*Data rows:*

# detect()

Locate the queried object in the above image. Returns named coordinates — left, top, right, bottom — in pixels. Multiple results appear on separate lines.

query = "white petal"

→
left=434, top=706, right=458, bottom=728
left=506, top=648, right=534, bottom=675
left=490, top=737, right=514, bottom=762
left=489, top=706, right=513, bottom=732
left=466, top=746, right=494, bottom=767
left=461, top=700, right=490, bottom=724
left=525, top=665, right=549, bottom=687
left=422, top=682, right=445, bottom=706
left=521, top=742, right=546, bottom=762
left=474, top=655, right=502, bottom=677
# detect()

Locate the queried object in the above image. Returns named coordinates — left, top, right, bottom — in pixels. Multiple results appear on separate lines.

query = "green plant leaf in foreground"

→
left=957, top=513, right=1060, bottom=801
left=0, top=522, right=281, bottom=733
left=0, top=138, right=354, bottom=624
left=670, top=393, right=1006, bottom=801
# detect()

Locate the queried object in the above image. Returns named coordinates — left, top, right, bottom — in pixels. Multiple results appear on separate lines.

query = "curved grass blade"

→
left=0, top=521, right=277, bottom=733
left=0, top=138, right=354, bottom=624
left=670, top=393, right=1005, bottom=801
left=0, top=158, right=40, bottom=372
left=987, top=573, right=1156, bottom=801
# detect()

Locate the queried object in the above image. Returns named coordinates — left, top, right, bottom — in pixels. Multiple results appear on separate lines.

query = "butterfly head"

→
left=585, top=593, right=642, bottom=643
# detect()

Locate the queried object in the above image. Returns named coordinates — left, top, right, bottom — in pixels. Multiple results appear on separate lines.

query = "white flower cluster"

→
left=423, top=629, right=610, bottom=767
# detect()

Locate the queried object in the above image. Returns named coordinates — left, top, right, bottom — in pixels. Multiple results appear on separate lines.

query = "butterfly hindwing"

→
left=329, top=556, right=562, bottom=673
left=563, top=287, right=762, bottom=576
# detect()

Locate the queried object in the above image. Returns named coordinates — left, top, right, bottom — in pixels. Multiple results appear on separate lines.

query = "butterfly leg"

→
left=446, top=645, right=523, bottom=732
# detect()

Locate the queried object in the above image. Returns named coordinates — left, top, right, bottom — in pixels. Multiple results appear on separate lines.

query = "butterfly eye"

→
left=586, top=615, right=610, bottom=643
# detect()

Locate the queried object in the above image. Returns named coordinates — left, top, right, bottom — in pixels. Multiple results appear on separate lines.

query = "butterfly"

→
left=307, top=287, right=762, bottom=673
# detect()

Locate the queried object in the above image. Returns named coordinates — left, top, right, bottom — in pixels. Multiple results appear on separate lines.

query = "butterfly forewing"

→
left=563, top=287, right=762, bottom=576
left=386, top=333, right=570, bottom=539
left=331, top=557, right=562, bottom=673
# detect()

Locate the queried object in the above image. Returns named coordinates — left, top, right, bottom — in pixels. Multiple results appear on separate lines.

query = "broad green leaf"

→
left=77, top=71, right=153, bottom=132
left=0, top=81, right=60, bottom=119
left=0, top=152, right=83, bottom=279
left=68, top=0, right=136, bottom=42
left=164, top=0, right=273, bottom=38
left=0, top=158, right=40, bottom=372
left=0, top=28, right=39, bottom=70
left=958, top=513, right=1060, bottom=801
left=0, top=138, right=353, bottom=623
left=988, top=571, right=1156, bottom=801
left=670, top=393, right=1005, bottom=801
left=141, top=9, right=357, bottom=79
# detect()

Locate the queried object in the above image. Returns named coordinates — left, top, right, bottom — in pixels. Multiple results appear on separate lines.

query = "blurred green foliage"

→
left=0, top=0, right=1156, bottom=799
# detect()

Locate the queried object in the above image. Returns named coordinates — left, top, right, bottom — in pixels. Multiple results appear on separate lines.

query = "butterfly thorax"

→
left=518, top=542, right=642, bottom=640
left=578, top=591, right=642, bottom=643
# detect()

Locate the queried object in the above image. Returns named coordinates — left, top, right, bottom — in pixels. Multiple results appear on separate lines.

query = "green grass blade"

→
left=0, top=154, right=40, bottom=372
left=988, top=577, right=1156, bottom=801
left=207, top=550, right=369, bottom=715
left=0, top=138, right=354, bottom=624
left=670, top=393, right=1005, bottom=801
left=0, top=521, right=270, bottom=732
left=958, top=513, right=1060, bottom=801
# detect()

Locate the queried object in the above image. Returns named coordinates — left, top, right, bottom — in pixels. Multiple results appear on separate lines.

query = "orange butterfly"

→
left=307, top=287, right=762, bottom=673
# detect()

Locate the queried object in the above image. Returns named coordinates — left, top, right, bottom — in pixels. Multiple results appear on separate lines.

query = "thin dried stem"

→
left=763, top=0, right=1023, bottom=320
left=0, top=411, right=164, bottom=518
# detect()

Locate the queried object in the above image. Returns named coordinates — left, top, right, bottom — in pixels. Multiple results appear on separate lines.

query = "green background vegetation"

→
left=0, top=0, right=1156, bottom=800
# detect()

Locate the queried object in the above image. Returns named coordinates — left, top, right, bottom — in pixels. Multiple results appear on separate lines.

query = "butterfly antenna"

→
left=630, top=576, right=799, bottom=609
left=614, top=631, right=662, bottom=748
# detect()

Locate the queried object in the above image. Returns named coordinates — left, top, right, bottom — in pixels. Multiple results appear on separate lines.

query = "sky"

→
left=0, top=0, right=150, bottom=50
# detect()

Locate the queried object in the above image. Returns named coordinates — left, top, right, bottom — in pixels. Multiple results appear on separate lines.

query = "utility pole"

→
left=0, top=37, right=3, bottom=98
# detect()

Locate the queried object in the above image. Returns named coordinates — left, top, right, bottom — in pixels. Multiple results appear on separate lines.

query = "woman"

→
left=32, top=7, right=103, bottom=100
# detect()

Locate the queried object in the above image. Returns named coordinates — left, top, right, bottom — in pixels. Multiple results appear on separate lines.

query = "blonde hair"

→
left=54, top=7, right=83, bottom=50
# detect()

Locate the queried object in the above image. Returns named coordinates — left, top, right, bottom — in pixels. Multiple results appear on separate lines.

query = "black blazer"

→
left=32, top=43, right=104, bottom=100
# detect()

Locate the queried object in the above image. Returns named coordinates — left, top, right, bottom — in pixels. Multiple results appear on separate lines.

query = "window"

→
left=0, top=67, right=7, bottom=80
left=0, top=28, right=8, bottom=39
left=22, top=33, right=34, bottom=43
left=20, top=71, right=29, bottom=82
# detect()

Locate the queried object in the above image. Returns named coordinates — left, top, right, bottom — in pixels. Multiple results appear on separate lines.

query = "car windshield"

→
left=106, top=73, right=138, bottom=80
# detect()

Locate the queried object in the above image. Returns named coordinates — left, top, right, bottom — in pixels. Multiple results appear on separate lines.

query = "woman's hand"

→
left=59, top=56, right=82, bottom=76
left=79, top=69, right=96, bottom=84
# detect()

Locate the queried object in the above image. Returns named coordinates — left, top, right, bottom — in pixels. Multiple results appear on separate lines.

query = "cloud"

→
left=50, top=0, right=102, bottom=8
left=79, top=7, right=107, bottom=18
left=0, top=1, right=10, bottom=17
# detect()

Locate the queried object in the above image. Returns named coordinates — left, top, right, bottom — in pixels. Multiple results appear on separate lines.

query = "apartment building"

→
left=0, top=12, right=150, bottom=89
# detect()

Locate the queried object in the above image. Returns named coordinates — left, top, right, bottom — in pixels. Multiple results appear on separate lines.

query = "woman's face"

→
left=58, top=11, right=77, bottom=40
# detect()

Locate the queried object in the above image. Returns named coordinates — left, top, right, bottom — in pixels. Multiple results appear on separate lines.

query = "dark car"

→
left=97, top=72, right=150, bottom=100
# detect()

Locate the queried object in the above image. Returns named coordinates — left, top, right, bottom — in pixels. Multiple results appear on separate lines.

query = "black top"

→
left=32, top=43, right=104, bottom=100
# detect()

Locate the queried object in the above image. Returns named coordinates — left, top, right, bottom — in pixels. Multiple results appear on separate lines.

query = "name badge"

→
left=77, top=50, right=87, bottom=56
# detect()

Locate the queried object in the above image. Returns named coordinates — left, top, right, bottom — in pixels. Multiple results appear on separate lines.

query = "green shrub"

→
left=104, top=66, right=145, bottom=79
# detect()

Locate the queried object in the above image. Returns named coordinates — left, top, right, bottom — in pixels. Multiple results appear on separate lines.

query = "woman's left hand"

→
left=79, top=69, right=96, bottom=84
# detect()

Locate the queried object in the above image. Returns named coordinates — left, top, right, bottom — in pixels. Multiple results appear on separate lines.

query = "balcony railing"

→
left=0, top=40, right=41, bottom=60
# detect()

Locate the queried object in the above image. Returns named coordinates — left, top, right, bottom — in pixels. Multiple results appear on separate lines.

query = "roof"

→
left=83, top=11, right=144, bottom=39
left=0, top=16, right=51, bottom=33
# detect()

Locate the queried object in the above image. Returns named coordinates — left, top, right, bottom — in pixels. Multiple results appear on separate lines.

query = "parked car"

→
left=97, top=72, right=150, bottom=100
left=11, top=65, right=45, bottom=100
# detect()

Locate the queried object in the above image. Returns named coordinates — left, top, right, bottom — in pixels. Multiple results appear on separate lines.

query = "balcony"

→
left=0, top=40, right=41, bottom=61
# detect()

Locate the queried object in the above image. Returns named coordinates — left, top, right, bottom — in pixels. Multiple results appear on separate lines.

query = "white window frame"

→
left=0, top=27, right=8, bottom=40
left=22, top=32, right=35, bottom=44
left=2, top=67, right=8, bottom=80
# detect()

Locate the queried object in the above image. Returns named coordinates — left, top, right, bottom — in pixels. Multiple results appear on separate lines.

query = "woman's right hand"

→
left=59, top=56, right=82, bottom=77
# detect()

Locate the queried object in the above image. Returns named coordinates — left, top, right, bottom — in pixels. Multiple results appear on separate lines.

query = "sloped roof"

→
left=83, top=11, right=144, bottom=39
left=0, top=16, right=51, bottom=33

*Aim:* Please give the lines again from the first one up to and including the line with "left=670, top=393, right=1006, bottom=801", requests included, offsetting every coordinate in the answers by 3. Leave the requests and their format samples unchanged.

*Result of this task:*
# detect()

Locate the queried object in the above image. Returns named coordinates — left, top, right, bottom — in pixels. Multiple results appear on separate lines.

query = "white petal"

→
left=437, top=709, right=461, bottom=731
left=509, top=651, right=537, bottom=678
left=493, top=740, right=517, bottom=765
left=492, top=709, right=516, bottom=735
left=469, top=749, right=497, bottom=770
left=464, top=703, right=493, bottom=727
left=528, top=668, right=552, bottom=690
left=425, top=685, right=448, bottom=709
left=524, top=745, right=549, bottom=765
left=477, top=658, right=505, bottom=680
# detect()

Locate the queried object in the above image. Returns named coordinates — left, top, right, bottom — in pixels. Multiple results appear on separate lines.

query = "green plant leaf in foreground"

→
left=960, top=516, right=1063, bottom=804
left=3, top=525, right=284, bottom=736
left=3, top=141, right=357, bottom=627
left=673, top=396, right=1009, bottom=804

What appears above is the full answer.